*Stored records*:

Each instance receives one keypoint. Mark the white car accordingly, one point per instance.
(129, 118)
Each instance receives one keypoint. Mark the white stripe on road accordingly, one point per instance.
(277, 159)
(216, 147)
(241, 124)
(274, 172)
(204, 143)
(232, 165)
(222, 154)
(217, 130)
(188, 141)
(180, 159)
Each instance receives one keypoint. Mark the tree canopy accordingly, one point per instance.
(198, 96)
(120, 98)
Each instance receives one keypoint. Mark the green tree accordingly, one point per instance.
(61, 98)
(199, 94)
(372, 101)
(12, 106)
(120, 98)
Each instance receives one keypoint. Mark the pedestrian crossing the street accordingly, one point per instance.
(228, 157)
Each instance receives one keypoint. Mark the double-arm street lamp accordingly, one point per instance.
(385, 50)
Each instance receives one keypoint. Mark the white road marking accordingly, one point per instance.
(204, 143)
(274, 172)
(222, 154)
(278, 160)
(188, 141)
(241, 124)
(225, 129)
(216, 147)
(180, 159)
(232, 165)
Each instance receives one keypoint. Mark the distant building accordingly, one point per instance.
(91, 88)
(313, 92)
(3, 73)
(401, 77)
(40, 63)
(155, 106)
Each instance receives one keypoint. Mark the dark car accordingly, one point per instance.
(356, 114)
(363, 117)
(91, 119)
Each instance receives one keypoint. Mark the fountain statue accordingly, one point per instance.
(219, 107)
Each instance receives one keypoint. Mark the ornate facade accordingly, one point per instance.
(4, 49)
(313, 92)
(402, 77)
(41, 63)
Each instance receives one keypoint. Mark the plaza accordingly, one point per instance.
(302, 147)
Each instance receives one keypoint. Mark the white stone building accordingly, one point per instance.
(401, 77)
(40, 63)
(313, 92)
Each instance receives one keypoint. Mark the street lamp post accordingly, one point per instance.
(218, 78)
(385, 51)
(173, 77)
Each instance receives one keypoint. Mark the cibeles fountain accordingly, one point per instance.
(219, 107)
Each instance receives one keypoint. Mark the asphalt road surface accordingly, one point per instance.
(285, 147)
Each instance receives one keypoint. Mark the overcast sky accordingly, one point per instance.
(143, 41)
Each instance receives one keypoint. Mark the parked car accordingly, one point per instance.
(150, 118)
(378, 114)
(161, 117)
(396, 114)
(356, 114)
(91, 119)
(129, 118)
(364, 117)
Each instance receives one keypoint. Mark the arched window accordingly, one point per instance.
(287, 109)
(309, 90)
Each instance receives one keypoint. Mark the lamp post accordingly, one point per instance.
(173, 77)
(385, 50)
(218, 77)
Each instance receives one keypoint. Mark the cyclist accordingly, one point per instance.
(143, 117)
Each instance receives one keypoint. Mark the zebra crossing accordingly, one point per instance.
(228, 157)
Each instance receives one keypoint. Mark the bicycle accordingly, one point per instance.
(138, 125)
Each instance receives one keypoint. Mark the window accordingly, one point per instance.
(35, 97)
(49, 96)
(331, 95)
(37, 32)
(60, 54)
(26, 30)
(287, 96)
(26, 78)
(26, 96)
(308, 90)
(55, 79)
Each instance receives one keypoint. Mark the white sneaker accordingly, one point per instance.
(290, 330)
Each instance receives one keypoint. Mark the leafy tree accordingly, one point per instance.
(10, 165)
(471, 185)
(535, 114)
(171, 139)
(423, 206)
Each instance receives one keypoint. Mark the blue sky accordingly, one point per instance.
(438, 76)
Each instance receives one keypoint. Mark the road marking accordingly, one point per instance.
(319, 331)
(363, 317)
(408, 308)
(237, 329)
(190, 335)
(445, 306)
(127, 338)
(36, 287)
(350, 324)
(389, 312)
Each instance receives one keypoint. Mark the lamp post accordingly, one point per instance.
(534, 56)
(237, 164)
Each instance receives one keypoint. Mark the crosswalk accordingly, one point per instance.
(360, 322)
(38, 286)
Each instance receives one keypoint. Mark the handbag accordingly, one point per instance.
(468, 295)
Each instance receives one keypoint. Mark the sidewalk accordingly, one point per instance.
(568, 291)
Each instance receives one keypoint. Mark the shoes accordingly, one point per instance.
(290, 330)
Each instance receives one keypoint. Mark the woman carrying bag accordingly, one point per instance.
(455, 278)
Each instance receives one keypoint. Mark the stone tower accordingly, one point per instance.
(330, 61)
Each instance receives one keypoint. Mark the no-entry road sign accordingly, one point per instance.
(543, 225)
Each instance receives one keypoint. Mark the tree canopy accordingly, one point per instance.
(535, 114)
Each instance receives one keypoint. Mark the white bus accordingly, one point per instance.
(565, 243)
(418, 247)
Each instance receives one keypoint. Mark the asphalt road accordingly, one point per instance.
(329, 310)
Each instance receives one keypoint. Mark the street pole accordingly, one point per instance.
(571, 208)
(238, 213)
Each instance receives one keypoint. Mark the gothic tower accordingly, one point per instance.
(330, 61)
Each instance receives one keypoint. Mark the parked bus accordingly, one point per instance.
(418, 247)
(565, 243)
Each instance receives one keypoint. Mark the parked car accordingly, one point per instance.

*Stated problem*: Copy all the records above precisely.

*Correct response*:
Each instance receives one keypoint. Mark the white car accordingly, one point per instance.
(129, 118)
Each instance receives one keypoint. Mark the white stripe on road accordingly, one point per instance.
(277, 159)
(216, 147)
(241, 124)
(274, 172)
(204, 143)
(232, 165)
(222, 154)
(217, 130)
(188, 141)
(180, 159)
Each instance receives one keypoint. Mark the tree canopy accordingly, one point per instance.
(198, 96)
(120, 98)
Each instance receives one keypoint. Mark the green tree accordingly, one point per instance.
(61, 98)
(199, 94)
(372, 101)
(12, 106)
(120, 98)
Each instance receives one keypoint. Mark the pedestrian crossing the street accordingly, one point per instance.
(228, 157)
Each instance receives one keypoint. Mark the double-arm street lamp accordingly, one point per instance.
(385, 50)
Each instance receives one keypoint. Mark the white road marking accordingly, one point per instance.
(204, 143)
(274, 172)
(222, 154)
(278, 160)
(188, 141)
(241, 124)
(225, 129)
(216, 147)
(180, 159)
(232, 165)
Each instance receives one keypoint. Mark the distant building accordingly, one point per instance.
(91, 88)
(313, 92)
(3, 73)
(401, 77)
(40, 63)
(155, 106)
Each instance receives one keypoint. Mark the dark car accordingly, one point per instance.
(356, 114)
(363, 117)
(91, 119)
Each instance receives one keypoint. Mark the fountain statue accordingly, one point per instance.
(219, 107)
Each instance receives one keypoint. Mark the ornate facade accordingly, one point per instance.
(4, 49)
(313, 92)
(402, 77)
(41, 63)
Each instance receives one keypoint. Mark the plaza accordingly, one point per instance.
(302, 147)
Each instance receives one keypoint. Mark the white stone building accordingly, one point per instance.
(401, 77)
(40, 63)
(313, 92)
Each instance receives one keypoint. Mark the street lamp post accordingly, one point per instance.
(218, 78)
(385, 51)
(173, 77)
Each instance receives one keypoint. Mark the cibeles fountain accordingly, one point per instance.
(219, 107)
Each instance receives one keypoint. Mark the asphalt road surface accordingly, one point per instance.
(285, 147)
Each instance receives one keypoint. Mark the overcast sky accordingly, one point per instance.
(143, 41)
Each instance receives one keypoint. Mark the parked car accordingly, one point per instance.
(150, 118)
(378, 114)
(161, 117)
(396, 114)
(356, 114)
(91, 119)
(129, 118)
(364, 117)
Each instance receives one keypoint. Mark the arched window accordingly, one point per instance.
(287, 109)
(309, 90)
Each instance receives one keypoint. Mark the lamp post accordingly, one point per instance.
(173, 77)
(385, 50)
(218, 77)
Each instance receives one keypoint. Mark the cyclist accordingly, one point per instance.
(143, 117)
Each instance receives one keypoint. Mark the zebra crossing accordingly, one point per instance.
(228, 157)
Each instance receives one keypoint. Mark the bicycle accordingly, one point per instance.
(138, 125)
Each instance receives one keypoint. Mark the window accordingly, one point per instance.
(35, 97)
(49, 96)
(331, 95)
(37, 32)
(60, 54)
(26, 30)
(287, 96)
(26, 78)
(26, 96)
(308, 90)
(55, 79)
Each instance receives one keypoint. Mark the white sneaker accordingly, one point per instance.
(290, 330)
Each instance receives one keypoint. Mark the leafy tree accordingly, one point per instance.
(10, 165)
(471, 185)
(535, 114)
(171, 139)
(423, 206)
Each instance receives one keypoint. Mark the blue sky accordingly, one point per instance.
(438, 76)
Each instance receives one keypoint. Mark the road marking accordingly, one point per instance.
(319, 331)
(363, 317)
(408, 308)
(237, 329)
(190, 335)
(445, 306)
(127, 338)
(36, 287)
(350, 324)
(389, 312)
Each instance receives one keypoint. Mark the lamp post accordingly, one point per instance.
(534, 56)
(237, 164)
Each instance receives one keypoint. Mark the crosswalk accordingly, one point per instance.
(360, 322)
(38, 286)
Each instance receives one keypoint. Mark the handbag accordingly, one point per instance.
(468, 295)
Each instance receives one keypoint. Mark the sidewalk accordingly, one point per instance.
(568, 291)
Each instance receives one keypoint. Mark the shoes accordingly, one point per instance.
(290, 330)
Each instance receives one keypoint. Mark the woman carrying bag accordingly, one point per instance.
(455, 278)
Each instance receives one keypoint. Mark the stone tower accordingly, one point per instance.
(330, 61)
Each instance receives one keypoint. Mark the no-entry road sign accordingly, one point per instance.
(543, 225)
Each instance receives one keypoint. Mark the tree canopy accordingly, one point per instance.
(535, 114)
Each instance receives one keypoint. Mark the white bus accordingly, one point per instance.
(565, 243)
(418, 247)
Each instance receives one keypoint. Mark the asphalt road accordingly, one point per instance.
(329, 310)
Each instance receives one keypoint. Mark the street pole accordingly, one point per instance.
(571, 208)
(238, 213)
Each instance receives one keypoint. Mark the gothic tower accordingly, one point per instance.
(330, 61)
Each instance receives one keypoint. Mark the parked bus accordingly, one point per instance.
(418, 247)
(565, 243)
Each instance receives one keypoint. Mark the parked car accordingly, one point per instance.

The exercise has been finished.